*** Begin section ***

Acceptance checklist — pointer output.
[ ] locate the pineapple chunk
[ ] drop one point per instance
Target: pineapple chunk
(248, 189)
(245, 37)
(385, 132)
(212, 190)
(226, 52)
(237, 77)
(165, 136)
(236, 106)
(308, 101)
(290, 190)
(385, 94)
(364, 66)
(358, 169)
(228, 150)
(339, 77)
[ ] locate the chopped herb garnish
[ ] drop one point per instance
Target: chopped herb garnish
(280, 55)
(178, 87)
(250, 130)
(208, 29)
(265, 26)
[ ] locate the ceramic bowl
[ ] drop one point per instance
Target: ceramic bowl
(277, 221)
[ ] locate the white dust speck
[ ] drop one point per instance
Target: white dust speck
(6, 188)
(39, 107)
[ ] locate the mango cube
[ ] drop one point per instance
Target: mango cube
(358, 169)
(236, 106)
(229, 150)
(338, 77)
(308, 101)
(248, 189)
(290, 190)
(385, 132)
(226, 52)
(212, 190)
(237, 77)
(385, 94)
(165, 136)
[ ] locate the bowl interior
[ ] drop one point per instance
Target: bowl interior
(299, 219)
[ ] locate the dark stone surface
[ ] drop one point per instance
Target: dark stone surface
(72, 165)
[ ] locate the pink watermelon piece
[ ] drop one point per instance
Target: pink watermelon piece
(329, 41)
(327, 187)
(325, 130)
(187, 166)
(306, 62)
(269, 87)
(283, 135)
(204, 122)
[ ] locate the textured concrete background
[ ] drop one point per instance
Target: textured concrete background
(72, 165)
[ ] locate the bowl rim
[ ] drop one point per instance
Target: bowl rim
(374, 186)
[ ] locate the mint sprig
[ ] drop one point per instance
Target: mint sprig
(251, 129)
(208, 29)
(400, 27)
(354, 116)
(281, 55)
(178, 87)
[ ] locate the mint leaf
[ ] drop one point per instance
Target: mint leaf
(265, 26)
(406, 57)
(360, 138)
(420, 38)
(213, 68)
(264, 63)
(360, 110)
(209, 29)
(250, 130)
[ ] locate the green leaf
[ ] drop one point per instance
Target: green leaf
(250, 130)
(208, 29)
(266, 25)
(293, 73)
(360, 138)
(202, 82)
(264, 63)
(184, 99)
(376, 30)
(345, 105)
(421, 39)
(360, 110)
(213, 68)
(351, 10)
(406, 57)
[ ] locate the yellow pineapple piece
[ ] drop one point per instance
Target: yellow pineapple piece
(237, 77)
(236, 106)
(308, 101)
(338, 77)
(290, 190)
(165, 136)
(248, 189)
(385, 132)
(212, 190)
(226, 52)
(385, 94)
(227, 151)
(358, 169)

*** End section ***

§ **WHAT YOU SHOULD DO**: Would you output the full listing exactly as given?

§ **EXPECTED OUTPUT**:
Acceptance checklist — pointer output.
[ ] locate the pineapple chunk
[ ] drop one point per instance
Target: pineapple chunk
(248, 189)
(245, 37)
(385, 132)
(212, 190)
(226, 52)
(237, 77)
(165, 136)
(236, 106)
(308, 101)
(290, 190)
(385, 94)
(364, 66)
(358, 169)
(228, 150)
(339, 77)
[ ] locate the chopped herb garnish
[ ] drop one point per instance
Target: chopped herb garnish
(280, 55)
(178, 87)
(250, 130)
(208, 29)
(265, 26)
[ ] locate the ceramic bowl
[ ] drop one point per instance
Target: ceramic bowl
(277, 221)
[ ] locate the white dust speck
[ ] drop one point per instance
Target: white dust speck
(6, 188)
(39, 107)
[ ] locate the mango cube
[ ] drop one point per instance
Target: mango cube
(358, 169)
(236, 106)
(229, 150)
(338, 77)
(308, 101)
(248, 189)
(290, 190)
(385, 132)
(226, 52)
(212, 190)
(237, 77)
(385, 94)
(165, 136)
[ ] locate the bowl interior
[ ] drop one point per instance
Target: bowl interior
(299, 219)
[ ] locate the dark stone surface
[ ] drop one point per instance
Target: dark stone surface
(72, 165)
[ ] locate the pink watermelon piece
[ ] drop one point per instance
Target: pink watermelon piece
(329, 41)
(327, 187)
(325, 130)
(187, 166)
(306, 62)
(269, 87)
(283, 135)
(204, 122)
[ ] locate the textured concrete background
[ ] drop one point per instance
Target: textured concrete background
(72, 165)
[ ] locate the bowl rim
[ ] drop one point per instance
Target: bowl rim
(374, 186)
[ ] locate the mint sprig
[ ] drop one point per instance
Target: mint sprig
(251, 129)
(208, 29)
(400, 27)
(354, 116)
(281, 55)
(178, 87)
[ ] locate the mint leaf
[ ] drop one point per instance
Target: mint leaf
(265, 26)
(406, 57)
(360, 138)
(420, 38)
(213, 68)
(264, 63)
(360, 110)
(209, 29)
(250, 130)
[ ] locate the green leaf
[ ] drop one point per instance
Target: green leaf
(250, 130)
(208, 29)
(266, 25)
(293, 73)
(360, 138)
(202, 82)
(264, 63)
(184, 99)
(376, 30)
(345, 105)
(421, 39)
(360, 110)
(213, 68)
(351, 10)
(406, 57)
[ ] locate the yellow pineapple piece
[ ] drop one point per instance
Target: yellow pineapple piece
(237, 77)
(236, 106)
(308, 101)
(338, 77)
(290, 190)
(165, 136)
(248, 189)
(385, 132)
(212, 190)
(226, 52)
(385, 94)
(227, 151)
(358, 169)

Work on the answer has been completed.